◆ Problem ◆
Carry on the forum thread about the N-body benchmark from its last line, keeping it separate from the items.

2014-01-30 Thread bearophile

Stanislav Blinov:

Unrolling everything except the loop in energy() seems to have 
squeezed the bits neede to outperform c++, at least on my 
machine :)


That should be impossible, as I remember from my old profilings 
that energy() should use only an irrelevant amount of run time.




http://dpaste.dzfl.pl/45e98e476daf


While I benchmark some variants of this program I am seeing a 
large variety of problems, limitations, bugs and regressions.


You latest D code crashes my ldc2 V.0.12.1, while 0.13.0-alpha1 
compiles it. My older version of your D code runs with both 
compiler versions, but V.0.12.1 generates faster code.


Plus you can't make those double2 immutable, you can't use vector 
ops (because of performance, and also because they aren't nothrow 
in V.0.12.1).


I was also experimenting with (note the align):

align(16) struct Body {
double[3] x, v;
double mass;
}

struct NBodySystem {
private:
__gshared static Body[5] bodies = [
// Sun.
Body([0., 0., 0.],
 [0., 0., 0.],
 solarMass),
...

But this improves the code for V.0.12.1 and worsens it for 
0.13.0-alpha1.



Also I think the __gshared is ignored in V.0.12.1, but this bug 
could be fixed in more recent versions of ldc2.



(I'm sticking to atoi because my copy of ldc seems to have an 
issue in std.conv).


My version seems to use to!() correctly.

If ldc2 developers are reading this thread there is enough 
strange stuff here to give one or two headaches :-)


Now I don't know what final version should I keep of this 
program :-)


Bye,
bearophile


Re: N-body bench

2014-01-30 Thread bearophile

Stanislav Blinov:

ldc2 -release -O3 -disable-boundscheck -vectorize 
-vectorize-loops


All my versions of ldc2 don't even accept -vectorize :-)

ldc2: Unknown command line argument '-vectorize'.  Try: 'ldc2 
-help'

ldc2: Did you mean '-vectorize-slp'?

And -vectorize-loops should be active on default on recent 
versions of ldc2 (including V.0.12.1), and indeed I see no 
performance difference in using it.


Bye,
bearophile


Re: N-body bench

2014-01-30 Thread Stanislav Blinov

On Thursday, 30 January 2014 at 21:04:06 UTC, bearophile wrote:

Stanislav Blinov:

Unrolling everything except the loop in energy() seems to have 
squeezed the bits neede to outperform c++, at least on my 
machine :)


That should be impossible, as I remember from my old profilings 
that energy() should use only an irrelevant amount of run time.


I meant that if I unroll it, it's not irrelevant anymore :)

While I benchmark some variants of this program I am seeing a 
large variety of problems, limitations, bugs and regressions...


:)

You latest D code crashes my ldc2 V.0.12.1, while 0.13.0-alpha1 
compiles it.

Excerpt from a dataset
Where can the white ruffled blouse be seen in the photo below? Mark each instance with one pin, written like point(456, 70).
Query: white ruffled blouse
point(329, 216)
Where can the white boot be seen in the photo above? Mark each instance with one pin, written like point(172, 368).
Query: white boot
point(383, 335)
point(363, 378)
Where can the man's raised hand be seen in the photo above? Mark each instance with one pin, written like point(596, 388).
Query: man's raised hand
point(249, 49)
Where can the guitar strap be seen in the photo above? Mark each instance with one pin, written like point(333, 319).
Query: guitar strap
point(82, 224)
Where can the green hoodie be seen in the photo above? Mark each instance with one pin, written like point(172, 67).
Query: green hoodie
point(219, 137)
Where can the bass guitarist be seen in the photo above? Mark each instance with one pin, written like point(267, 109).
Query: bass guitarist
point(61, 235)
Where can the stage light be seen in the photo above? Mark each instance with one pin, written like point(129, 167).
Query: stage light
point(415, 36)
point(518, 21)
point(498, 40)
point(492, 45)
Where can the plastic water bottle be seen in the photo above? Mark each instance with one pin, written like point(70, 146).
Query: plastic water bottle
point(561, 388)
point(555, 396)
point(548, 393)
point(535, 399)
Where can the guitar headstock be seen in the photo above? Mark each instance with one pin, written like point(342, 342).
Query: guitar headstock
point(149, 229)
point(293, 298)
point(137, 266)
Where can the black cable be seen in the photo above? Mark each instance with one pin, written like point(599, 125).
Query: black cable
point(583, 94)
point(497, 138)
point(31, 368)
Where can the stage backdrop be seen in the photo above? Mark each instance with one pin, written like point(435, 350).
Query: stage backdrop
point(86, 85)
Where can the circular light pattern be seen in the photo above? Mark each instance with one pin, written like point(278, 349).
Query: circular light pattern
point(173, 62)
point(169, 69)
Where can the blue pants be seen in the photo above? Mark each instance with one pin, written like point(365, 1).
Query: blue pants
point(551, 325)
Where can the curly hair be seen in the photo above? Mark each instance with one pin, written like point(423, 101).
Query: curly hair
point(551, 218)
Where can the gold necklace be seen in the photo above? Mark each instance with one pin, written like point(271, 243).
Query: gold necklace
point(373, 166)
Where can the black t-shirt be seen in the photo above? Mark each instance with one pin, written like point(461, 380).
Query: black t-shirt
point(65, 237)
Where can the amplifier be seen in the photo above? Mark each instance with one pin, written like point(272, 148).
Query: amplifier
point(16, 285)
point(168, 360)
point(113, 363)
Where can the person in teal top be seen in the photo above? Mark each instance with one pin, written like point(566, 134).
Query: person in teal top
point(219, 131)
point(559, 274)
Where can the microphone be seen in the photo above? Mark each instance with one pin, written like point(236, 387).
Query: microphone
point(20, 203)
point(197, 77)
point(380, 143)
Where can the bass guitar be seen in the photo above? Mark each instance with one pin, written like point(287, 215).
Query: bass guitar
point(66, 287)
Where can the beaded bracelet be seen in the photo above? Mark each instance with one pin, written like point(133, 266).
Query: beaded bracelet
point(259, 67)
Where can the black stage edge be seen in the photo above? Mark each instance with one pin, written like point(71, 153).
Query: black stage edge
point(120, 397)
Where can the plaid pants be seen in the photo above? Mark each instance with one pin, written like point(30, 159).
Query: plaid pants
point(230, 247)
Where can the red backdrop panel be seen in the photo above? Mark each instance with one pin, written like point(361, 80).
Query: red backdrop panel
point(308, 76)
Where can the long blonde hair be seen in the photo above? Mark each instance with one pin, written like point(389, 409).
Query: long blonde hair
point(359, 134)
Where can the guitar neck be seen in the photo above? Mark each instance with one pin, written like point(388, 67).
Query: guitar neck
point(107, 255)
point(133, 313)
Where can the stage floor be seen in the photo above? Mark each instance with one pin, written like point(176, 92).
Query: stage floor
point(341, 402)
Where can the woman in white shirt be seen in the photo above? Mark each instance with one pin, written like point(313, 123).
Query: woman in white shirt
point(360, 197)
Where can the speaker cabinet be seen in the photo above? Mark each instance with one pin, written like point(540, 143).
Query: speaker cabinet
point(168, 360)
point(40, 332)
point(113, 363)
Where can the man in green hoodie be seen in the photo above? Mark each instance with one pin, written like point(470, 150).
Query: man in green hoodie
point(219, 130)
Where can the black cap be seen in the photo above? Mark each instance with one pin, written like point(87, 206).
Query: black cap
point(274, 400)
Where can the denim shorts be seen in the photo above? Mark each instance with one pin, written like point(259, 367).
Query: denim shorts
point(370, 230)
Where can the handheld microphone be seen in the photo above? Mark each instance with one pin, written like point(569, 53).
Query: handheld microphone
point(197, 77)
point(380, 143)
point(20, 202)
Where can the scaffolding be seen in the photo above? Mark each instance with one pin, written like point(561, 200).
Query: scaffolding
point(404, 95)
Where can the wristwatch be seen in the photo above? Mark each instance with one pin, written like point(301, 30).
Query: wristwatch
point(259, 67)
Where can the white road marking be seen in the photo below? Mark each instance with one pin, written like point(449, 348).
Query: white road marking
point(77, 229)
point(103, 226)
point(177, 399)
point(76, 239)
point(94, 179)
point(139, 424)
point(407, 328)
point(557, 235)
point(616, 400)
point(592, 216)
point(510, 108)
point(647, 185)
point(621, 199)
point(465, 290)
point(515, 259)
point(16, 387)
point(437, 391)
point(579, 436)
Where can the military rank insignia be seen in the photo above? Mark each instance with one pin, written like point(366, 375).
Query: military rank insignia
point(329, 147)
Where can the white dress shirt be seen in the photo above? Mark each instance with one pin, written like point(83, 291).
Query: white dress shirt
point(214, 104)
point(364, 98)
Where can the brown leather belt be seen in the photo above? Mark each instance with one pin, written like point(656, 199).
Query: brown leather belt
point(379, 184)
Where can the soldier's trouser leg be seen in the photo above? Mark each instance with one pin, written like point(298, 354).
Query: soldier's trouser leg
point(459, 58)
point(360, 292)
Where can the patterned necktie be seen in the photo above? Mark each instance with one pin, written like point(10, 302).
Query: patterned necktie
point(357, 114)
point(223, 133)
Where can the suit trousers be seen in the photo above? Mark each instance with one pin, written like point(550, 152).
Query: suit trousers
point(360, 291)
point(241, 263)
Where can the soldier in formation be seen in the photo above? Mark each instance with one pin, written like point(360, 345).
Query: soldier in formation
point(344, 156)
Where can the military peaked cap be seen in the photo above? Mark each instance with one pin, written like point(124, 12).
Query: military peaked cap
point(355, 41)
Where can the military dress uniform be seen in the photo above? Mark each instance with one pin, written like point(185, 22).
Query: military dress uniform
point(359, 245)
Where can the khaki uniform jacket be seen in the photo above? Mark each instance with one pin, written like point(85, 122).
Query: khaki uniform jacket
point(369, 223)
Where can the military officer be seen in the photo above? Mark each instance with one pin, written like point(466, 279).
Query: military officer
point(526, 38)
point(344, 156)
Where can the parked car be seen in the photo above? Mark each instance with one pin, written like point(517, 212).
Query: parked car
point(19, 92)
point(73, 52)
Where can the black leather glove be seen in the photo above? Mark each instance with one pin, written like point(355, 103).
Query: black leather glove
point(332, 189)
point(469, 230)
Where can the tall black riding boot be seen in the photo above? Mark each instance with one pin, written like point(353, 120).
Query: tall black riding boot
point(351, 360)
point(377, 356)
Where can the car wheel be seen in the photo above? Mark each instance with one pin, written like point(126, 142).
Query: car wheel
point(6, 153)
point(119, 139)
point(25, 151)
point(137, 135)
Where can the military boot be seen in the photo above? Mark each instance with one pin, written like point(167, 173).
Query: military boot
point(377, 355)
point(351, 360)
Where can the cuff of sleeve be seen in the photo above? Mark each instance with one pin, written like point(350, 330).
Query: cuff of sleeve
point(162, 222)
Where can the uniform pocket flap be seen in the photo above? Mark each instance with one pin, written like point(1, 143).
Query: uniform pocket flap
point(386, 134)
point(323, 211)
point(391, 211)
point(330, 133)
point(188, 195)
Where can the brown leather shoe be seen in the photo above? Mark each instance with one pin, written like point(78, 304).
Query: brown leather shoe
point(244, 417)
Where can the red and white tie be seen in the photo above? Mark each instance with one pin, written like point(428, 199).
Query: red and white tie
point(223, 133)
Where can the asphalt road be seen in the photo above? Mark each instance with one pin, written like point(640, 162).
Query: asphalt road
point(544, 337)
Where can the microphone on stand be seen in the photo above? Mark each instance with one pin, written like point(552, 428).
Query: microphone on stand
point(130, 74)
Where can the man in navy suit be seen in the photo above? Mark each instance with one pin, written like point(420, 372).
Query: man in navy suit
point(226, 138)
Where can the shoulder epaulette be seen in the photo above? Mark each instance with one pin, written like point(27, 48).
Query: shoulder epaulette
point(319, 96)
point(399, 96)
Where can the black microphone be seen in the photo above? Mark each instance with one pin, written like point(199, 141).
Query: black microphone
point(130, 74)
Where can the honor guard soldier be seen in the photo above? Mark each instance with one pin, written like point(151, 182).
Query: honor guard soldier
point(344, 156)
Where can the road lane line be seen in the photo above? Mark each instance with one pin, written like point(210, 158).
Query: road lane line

◆ Exercise answer ◆
:))

My older version of your D code runs with both compiler 
versions, but V.0.12.1 generates faster code.


:)))

Plus you can't make those double2 immutable, you can't use 
vector ops (because of performance, and also because they 
aren't nothrow in V.0.12.1).


Well, not being able to make them immutable is not *that* big of 
a problem now, is it? What would be actually cool to have are 
those slice operations.



I was also experimenting with (note the align):

align(16) struct Body {
double[3] x, v;
double mass;
}

struct NBodySystem {
private:
__gshared static Body[5] bodies = [
// Sun.
Body([0., 0., 0.],
 [0., 0., 0.],
 solarMass),


Yeah... I've even thrown away that filler in the latest version 
:o)


But this improves the code for V.0.12.1 and worsens it for 
0.13.0-alpha1.


%|

(I'm sticking to atoi because my copy of ldc seems to have an 
issue in std.conv).


My version seems to use to!() correctly.


I'm using the git head (704ab3, last commit Sun Jan 26 00:00:21). 
I haven't tried the release yet.


If ldc2 developers are reading this thread there is enough 
strange stuff here to give one or two headaches :-)


Indeed.

Now I don't know what final version should I keep of this 
program :-)


I was going to compare the asm listings, but C++ seems to have 
unrolled and inlined the outer loop right inside main(), and now 
I'm slightly lost in it :)


Re: N-body bench

2014-01-30 Thread bearophile

Stanislav Blinov:


I meant that if I unroll it, it's not irrelevant anymore :)


If a function takes no time to run, and you tweak it, your 
program is not supposed to go faster.



I was going to compare the asm listings, but C++ seems to have 
unrolled and inlined the outer loop right inside main(), and 
now I'm slightly lost in it :)


Try using -fkeep-inline-functions.

Bye,
bearophile


Re: N-body bench

2014-01-30 Thread Stanislav Blinov

On Thursday, 30 January 2014 at 21:33:38 UTC, bearophile wrote:

If a function takes no time to run, and you tweak it, your 
program is not supposed to go faster.


Right.

I was going to compare the asm listings, but C++ seems to have 
unrolled and inlined the outer loop right inside main(), and 
now I'm slightly lost in it :)


Try using -fkeep-inline-functions.


Thanks.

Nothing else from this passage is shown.